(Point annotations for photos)
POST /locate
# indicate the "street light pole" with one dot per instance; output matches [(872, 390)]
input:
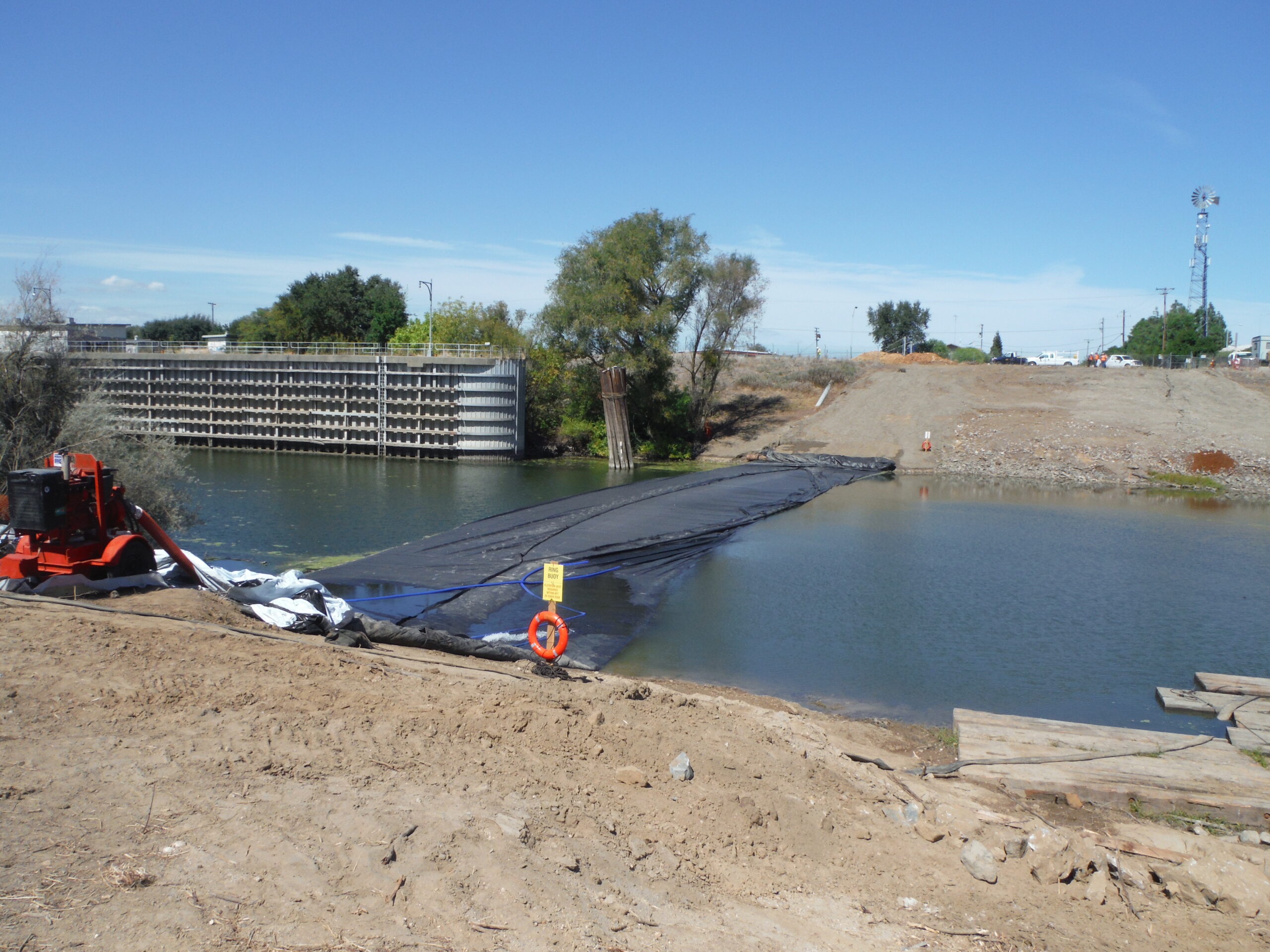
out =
[(429, 285), (1164, 324)]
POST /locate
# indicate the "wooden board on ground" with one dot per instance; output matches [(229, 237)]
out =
[(1253, 720), (1209, 702), (1212, 778), (1245, 739), (1234, 683)]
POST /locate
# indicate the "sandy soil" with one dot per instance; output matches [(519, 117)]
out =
[(1049, 423), (171, 785)]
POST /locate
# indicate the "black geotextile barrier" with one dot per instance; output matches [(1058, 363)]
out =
[(643, 534)]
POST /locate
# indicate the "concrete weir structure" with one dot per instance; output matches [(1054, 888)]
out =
[(460, 403)]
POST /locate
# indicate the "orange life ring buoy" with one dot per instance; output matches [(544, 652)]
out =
[(549, 654)]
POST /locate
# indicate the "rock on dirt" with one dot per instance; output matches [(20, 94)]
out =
[(978, 861)]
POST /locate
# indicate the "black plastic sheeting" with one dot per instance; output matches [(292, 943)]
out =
[(631, 540)]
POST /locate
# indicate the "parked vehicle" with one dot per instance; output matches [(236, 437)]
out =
[(1056, 358), (1242, 358)]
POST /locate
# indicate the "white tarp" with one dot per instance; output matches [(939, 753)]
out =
[(285, 601)]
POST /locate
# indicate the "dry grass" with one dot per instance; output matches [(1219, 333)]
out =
[(789, 372), (127, 878)]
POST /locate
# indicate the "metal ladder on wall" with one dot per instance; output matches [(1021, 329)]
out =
[(381, 425)]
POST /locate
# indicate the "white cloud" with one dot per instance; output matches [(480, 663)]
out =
[(119, 284), (1131, 101), (762, 238), (395, 240)]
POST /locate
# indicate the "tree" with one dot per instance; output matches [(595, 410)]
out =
[(46, 405), (727, 311), (893, 324), (385, 302), (620, 298), (461, 323), (191, 327), (36, 305), (1185, 334), (336, 306), (968, 355)]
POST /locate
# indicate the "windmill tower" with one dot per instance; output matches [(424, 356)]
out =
[(1202, 198)]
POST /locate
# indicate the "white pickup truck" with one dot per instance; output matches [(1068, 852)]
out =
[(1056, 358)]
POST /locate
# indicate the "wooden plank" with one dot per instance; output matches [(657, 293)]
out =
[(1209, 702), (1213, 777), (1128, 846), (1249, 740), (1184, 701), (1234, 683), (1253, 720)]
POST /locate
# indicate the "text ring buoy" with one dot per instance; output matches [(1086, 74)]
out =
[(549, 654)]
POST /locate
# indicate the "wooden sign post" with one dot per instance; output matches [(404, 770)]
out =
[(553, 591)]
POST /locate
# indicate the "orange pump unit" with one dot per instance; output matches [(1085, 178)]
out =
[(73, 520)]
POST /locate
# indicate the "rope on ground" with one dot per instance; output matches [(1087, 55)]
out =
[(863, 760), (947, 770)]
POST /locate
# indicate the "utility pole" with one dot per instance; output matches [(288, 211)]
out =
[(429, 285), (1164, 324)]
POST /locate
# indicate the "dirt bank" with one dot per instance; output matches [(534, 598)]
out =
[(1046, 423), (175, 786)]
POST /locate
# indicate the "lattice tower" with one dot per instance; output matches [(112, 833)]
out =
[(1202, 198)]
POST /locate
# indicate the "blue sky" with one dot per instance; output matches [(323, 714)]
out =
[(1023, 167)]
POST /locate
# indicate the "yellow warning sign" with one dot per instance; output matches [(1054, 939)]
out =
[(553, 582)]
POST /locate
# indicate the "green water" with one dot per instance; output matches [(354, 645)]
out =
[(902, 597)]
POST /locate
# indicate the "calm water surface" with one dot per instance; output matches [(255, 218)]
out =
[(902, 597)]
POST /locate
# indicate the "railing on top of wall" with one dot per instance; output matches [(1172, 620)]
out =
[(307, 348)]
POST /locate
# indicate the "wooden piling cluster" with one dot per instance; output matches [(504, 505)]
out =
[(613, 389)]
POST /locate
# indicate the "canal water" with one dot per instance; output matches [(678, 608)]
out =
[(896, 597)]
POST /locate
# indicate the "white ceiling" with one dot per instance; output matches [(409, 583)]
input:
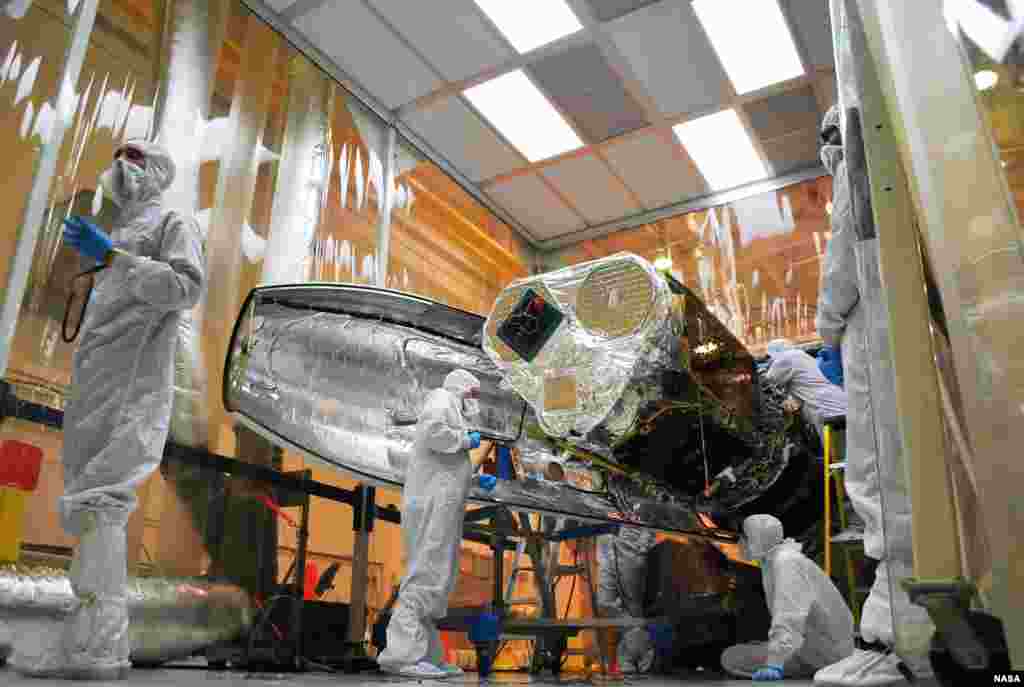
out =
[(638, 68)]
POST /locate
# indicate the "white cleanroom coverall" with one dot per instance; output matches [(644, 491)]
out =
[(433, 501), (622, 584), (811, 625), (852, 312), (116, 420), (799, 374)]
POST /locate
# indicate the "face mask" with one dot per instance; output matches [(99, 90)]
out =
[(123, 181), (830, 157), (470, 408)]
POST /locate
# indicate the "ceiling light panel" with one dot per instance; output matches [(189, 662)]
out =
[(544, 23), (722, 149), (753, 41), (520, 113)]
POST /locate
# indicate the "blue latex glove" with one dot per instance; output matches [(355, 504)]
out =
[(768, 674), (830, 365), (86, 238)]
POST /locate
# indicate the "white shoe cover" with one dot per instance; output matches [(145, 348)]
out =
[(91, 645), (93, 642), (422, 670), (452, 671), (862, 669)]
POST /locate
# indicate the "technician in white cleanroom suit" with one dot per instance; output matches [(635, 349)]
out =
[(852, 313), (433, 501), (811, 626), (116, 421), (799, 375), (622, 584)]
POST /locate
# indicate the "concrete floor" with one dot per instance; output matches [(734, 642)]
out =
[(194, 676)]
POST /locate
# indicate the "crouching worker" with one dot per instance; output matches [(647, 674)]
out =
[(622, 585), (811, 626)]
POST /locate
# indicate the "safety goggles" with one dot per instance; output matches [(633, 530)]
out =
[(130, 154)]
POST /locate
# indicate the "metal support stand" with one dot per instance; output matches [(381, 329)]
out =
[(364, 514), (968, 644)]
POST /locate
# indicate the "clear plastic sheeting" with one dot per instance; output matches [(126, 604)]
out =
[(619, 324), (340, 373), (170, 618)]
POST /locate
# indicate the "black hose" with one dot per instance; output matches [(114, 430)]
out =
[(85, 302)]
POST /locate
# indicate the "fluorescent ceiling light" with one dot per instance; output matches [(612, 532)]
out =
[(753, 41), (520, 113), (722, 149), (529, 28), (985, 79)]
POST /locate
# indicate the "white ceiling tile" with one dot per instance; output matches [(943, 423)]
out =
[(652, 171), (369, 51), (456, 132), (537, 207), (450, 34), (589, 185), (671, 55)]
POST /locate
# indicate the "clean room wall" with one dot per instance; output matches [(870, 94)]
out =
[(241, 192)]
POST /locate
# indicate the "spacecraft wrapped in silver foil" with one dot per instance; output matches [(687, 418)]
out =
[(170, 618), (339, 373), (628, 368)]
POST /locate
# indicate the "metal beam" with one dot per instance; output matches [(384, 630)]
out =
[(306, 47), (692, 205)]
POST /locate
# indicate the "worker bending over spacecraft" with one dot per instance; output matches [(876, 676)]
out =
[(811, 626), (433, 502), (799, 375)]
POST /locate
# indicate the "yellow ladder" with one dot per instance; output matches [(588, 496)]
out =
[(835, 438)]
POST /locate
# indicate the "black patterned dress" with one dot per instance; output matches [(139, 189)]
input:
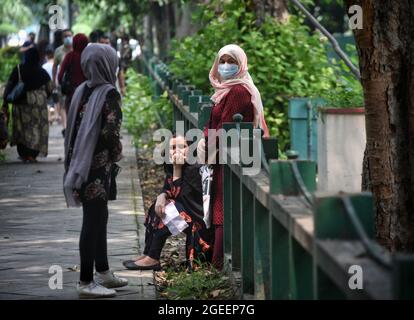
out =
[(187, 196), (101, 185)]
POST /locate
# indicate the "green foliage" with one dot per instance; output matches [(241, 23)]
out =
[(142, 112), (14, 14), (347, 91), (204, 283), (285, 60), (9, 58)]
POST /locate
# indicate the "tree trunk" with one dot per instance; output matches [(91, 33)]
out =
[(275, 8), (386, 53)]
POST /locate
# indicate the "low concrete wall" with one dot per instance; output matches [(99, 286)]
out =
[(341, 145)]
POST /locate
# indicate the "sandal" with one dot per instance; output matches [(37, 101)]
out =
[(131, 265)]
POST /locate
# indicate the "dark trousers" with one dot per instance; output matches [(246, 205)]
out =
[(92, 243), (25, 152)]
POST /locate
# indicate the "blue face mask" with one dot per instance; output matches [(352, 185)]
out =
[(67, 41), (227, 70)]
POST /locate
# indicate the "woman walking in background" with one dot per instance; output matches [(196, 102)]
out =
[(30, 113), (71, 66), (235, 92), (92, 147)]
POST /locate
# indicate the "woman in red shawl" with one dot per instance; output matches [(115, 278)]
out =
[(71, 64), (234, 92)]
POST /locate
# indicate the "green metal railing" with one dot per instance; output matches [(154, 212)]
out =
[(283, 239)]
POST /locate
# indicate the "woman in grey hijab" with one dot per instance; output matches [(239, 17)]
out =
[(92, 147)]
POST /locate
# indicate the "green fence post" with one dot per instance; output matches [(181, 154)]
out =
[(227, 204), (204, 114), (235, 222), (262, 226), (279, 261), (247, 239), (332, 222)]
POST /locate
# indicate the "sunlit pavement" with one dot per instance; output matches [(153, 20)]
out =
[(38, 231)]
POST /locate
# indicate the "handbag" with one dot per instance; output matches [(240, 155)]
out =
[(18, 90), (112, 190), (66, 86)]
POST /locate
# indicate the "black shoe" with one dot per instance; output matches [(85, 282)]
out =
[(130, 265)]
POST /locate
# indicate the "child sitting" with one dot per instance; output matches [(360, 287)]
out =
[(183, 188)]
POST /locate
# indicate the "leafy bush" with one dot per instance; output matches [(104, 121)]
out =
[(9, 58), (142, 112), (203, 283), (285, 60)]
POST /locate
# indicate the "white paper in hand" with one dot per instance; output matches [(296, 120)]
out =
[(173, 221)]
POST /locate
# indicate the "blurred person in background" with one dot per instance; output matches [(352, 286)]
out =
[(48, 66), (29, 113), (71, 66), (60, 53)]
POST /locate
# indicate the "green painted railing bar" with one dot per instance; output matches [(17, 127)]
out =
[(332, 222), (282, 180)]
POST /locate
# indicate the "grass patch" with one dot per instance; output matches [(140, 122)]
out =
[(204, 283)]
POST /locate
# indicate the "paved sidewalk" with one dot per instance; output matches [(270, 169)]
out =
[(38, 231)]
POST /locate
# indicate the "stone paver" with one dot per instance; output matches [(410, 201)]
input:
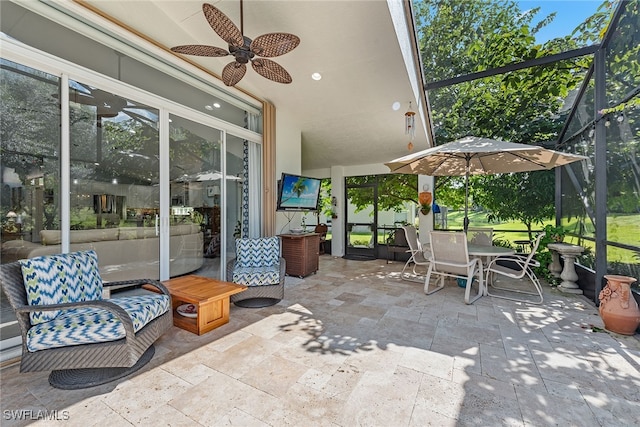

§ Set problem
Please print the records word for word, starting with their first line and going on through the line that contains "739), (1234, 683)]", with both of those lines included. Leave the pictures out.

§ Finished task
POST /locate
# indicate the "street light pole" with one dot per instance; output matches [(872, 390)]
input:
out =
[(429, 285), (1164, 324)]
POST /locate
# indicate the "wooden board on ground" with one dot per instance; output matches [(229, 237)]
out =
[(1253, 720), (1209, 702), (1212, 778), (1245, 739), (1234, 683)]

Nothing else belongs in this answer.